*WORK ITEM*:
Each entry that follows should be retyped exactly.

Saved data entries

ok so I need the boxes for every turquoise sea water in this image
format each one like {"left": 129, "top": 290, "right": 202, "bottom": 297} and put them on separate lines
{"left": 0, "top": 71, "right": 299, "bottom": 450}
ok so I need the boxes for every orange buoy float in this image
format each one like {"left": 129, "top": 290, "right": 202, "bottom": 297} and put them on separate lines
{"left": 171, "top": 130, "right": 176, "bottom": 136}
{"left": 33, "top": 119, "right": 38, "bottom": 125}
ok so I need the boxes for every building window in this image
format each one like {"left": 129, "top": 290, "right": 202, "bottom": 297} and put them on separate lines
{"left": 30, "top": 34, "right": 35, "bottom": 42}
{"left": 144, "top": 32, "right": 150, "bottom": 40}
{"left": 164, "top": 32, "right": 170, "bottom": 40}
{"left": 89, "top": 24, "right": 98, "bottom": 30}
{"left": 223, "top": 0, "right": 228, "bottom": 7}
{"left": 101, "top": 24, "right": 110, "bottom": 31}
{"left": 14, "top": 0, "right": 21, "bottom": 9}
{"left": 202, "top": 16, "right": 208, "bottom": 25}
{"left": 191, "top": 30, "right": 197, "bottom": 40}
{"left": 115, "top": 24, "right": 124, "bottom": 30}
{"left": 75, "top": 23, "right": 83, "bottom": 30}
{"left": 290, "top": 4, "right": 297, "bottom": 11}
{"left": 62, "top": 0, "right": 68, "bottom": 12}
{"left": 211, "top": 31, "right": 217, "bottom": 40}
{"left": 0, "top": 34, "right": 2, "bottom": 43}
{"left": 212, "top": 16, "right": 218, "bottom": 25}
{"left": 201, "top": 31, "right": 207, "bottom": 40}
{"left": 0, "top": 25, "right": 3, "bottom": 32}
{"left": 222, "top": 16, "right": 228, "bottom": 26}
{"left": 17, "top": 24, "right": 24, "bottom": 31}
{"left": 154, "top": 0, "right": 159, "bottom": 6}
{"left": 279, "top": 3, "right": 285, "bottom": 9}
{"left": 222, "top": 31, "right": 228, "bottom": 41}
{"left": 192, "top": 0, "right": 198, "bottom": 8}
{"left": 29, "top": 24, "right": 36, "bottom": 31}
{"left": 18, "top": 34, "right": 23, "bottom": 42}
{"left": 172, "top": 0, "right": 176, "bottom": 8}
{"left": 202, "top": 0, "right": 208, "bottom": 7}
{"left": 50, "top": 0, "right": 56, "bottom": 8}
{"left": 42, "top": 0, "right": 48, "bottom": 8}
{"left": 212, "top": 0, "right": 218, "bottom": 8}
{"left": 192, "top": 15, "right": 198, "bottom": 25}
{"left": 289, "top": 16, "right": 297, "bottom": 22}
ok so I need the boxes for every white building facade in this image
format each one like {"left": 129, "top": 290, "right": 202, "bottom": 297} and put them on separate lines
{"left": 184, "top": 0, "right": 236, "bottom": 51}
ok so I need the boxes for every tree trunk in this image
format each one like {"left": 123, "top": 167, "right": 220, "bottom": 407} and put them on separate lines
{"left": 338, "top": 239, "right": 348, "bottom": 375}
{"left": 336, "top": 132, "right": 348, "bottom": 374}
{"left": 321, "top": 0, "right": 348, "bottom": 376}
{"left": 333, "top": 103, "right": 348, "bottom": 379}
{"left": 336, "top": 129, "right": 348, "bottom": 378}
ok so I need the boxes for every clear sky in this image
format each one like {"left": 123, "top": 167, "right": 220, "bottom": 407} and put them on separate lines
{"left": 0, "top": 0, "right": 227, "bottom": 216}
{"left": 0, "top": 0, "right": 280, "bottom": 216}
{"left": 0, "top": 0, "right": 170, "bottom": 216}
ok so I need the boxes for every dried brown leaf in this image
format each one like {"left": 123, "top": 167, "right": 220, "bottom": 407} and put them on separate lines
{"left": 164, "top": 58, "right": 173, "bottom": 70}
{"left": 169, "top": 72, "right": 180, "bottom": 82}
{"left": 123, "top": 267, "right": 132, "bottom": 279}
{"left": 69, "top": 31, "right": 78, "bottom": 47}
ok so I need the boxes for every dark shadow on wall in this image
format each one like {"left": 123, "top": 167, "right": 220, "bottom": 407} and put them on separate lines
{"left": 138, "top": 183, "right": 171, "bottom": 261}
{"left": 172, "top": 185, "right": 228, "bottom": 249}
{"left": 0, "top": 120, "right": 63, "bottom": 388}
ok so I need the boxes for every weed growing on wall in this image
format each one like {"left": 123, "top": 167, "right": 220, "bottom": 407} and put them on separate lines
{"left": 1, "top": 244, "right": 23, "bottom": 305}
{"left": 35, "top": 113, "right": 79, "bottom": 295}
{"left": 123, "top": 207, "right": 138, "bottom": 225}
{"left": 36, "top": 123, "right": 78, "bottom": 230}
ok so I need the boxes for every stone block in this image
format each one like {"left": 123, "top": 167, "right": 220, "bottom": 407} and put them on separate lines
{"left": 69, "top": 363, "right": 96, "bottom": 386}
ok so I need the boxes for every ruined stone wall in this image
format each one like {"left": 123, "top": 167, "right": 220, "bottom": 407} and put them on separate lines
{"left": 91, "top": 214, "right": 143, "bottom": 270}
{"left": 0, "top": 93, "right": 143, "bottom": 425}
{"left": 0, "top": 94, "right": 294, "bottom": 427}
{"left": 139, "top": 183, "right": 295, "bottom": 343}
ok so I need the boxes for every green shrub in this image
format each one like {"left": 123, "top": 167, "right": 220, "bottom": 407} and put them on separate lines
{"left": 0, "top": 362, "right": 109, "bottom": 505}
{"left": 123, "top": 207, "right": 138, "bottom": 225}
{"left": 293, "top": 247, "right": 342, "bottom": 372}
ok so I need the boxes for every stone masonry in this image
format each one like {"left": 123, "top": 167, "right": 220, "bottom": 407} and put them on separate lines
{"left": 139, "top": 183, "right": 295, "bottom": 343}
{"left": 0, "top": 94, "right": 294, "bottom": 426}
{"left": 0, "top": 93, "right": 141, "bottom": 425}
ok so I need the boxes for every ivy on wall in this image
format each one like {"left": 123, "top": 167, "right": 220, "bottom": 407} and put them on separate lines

*RESPONSE*:
ok so I need the boxes for every turquoise sea water in this image
format each one like {"left": 129, "top": 290, "right": 202, "bottom": 297} and put them on separate lines
{"left": 0, "top": 71, "right": 299, "bottom": 450}
ok so I need the boxes for every orange buoy float in this image
format each one like {"left": 129, "top": 290, "right": 202, "bottom": 297} and put them on separate lines
{"left": 171, "top": 130, "right": 176, "bottom": 136}
{"left": 33, "top": 119, "right": 38, "bottom": 125}
ok so I need the boxes for every building window in this image
format each one like {"left": 129, "top": 290, "right": 202, "bottom": 297} and put them on separate lines
{"left": 30, "top": 34, "right": 35, "bottom": 42}
{"left": 144, "top": 32, "right": 150, "bottom": 40}
{"left": 164, "top": 32, "right": 170, "bottom": 40}
{"left": 89, "top": 24, "right": 98, "bottom": 30}
{"left": 223, "top": 0, "right": 228, "bottom": 7}
{"left": 101, "top": 24, "right": 110, "bottom": 31}
{"left": 14, "top": 0, "right": 21, "bottom": 9}
{"left": 202, "top": 16, "right": 208, "bottom": 25}
{"left": 191, "top": 30, "right": 197, "bottom": 40}
{"left": 115, "top": 24, "right": 124, "bottom": 30}
{"left": 75, "top": 23, "right": 83, "bottom": 30}
{"left": 290, "top": 4, "right": 297, "bottom": 11}
{"left": 62, "top": 0, "right": 68, "bottom": 12}
{"left": 211, "top": 31, "right": 217, "bottom": 40}
{"left": 0, "top": 34, "right": 2, "bottom": 43}
{"left": 212, "top": 16, "right": 218, "bottom": 25}
{"left": 201, "top": 31, "right": 207, "bottom": 40}
{"left": 0, "top": 25, "right": 3, "bottom": 32}
{"left": 222, "top": 16, "right": 228, "bottom": 26}
{"left": 17, "top": 24, "right": 24, "bottom": 31}
{"left": 154, "top": 0, "right": 159, "bottom": 6}
{"left": 279, "top": 3, "right": 285, "bottom": 9}
{"left": 222, "top": 31, "right": 228, "bottom": 41}
{"left": 192, "top": 0, "right": 198, "bottom": 8}
{"left": 29, "top": 24, "right": 36, "bottom": 31}
{"left": 18, "top": 34, "right": 23, "bottom": 42}
{"left": 172, "top": 0, "right": 176, "bottom": 8}
{"left": 202, "top": 0, "right": 208, "bottom": 7}
{"left": 50, "top": 0, "right": 56, "bottom": 8}
{"left": 42, "top": 0, "right": 48, "bottom": 8}
{"left": 212, "top": 0, "right": 218, "bottom": 8}
{"left": 192, "top": 15, "right": 198, "bottom": 25}
{"left": 289, "top": 16, "right": 297, "bottom": 22}
ok so I need the boxes for every white building facade in this image
format each one like {"left": 129, "top": 290, "right": 202, "bottom": 297} and put them on separate lines
{"left": 184, "top": 0, "right": 236, "bottom": 51}
ok so I need the boxes for every tree trunk in this image
format each one like {"left": 123, "top": 167, "right": 220, "bottom": 407} and put them on separate lines
{"left": 338, "top": 239, "right": 348, "bottom": 375}
{"left": 336, "top": 132, "right": 348, "bottom": 374}
{"left": 321, "top": 0, "right": 348, "bottom": 376}
{"left": 333, "top": 103, "right": 348, "bottom": 379}
{"left": 336, "top": 129, "right": 348, "bottom": 378}
ok so I need the boxes for every clear sky in this image
format each one like {"left": 123, "top": 167, "right": 220, "bottom": 407} and put them on separate lines
{"left": 0, "top": 0, "right": 227, "bottom": 216}
{"left": 0, "top": 0, "right": 280, "bottom": 216}
{"left": 0, "top": 0, "right": 170, "bottom": 216}
ok so I need the boxes for every dried brown leaf in this image
format each one like {"left": 123, "top": 167, "right": 220, "bottom": 407} and put them on separate lines
{"left": 164, "top": 58, "right": 173, "bottom": 70}
{"left": 169, "top": 72, "right": 180, "bottom": 82}
{"left": 123, "top": 267, "right": 132, "bottom": 279}
{"left": 69, "top": 31, "right": 78, "bottom": 47}
ok so I need the boxes for every dark shadow on wall in this image
format each one like {"left": 123, "top": 167, "right": 220, "bottom": 407} and put them on separate lines
{"left": 138, "top": 183, "right": 171, "bottom": 261}
{"left": 172, "top": 185, "right": 228, "bottom": 249}
{"left": 0, "top": 120, "right": 63, "bottom": 388}
ok so I need the boxes for every weed growing on wall in this image
format each one like {"left": 123, "top": 167, "right": 220, "bottom": 407} and put them on separate lines
{"left": 1, "top": 244, "right": 23, "bottom": 305}
{"left": 35, "top": 113, "right": 79, "bottom": 295}
{"left": 123, "top": 207, "right": 138, "bottom": 225}
{"left": 36, "top": 123, "right": 78, "bottom": 230}
ok so I need the boxes for every stone block in this image
format each one like {"left": 123, "top": 167, "right": 220, "bottom": 407} and put them on separate lines
{"left": 69, "top": 363, "right": 96, "bottom": 386}
ok so I need the boxes for every ruined stone wall in this image
format each one like {"left": 123, "top": 167, "right": 220, "bottom": 407} and put them on separate lines
{"left": 91, "top": 214, "right": 143, "bottom": 270}
{"left": 0, "top": 93, "right": 143, "bottom": 425}
{"left": 0, "top": 94, "right": 294, "bottom": 427}
{"left": 139, "top": 183, "right": 295, "bottom": 343}
ok so I need the boxes for every green shrub in this image
format each one like {"left": 123, "top": 167, "right": 220, "bottom": 407} and put them on separate lines
{"left": 0, "top": 362, "right": 109, "bottom": 505}
{"left": 123, "top": 207, "right": 138, "bottom": 225}
{"left": 293, "top": 247, "right": 342, "bottom": 372}
ok so I need the boxes for every stone masonry in this image
format each one like {"left": 123, "top": 167, "right": 220, "bottom": 407} and put them on separate lines
{"left": 139, "top": 183, "right": 295, "bottom": 343}
{"left": 0, "top": 94, "right": 294, "bottom": 426}
{"left": 0, "top": 93, "right": 141, "bottom": 425}
ok so I need the boxes for every ivy on wall in this image
format each one like {"left": 123, "top": 167, "right": 220, "bottom": 407} and put them on separate lines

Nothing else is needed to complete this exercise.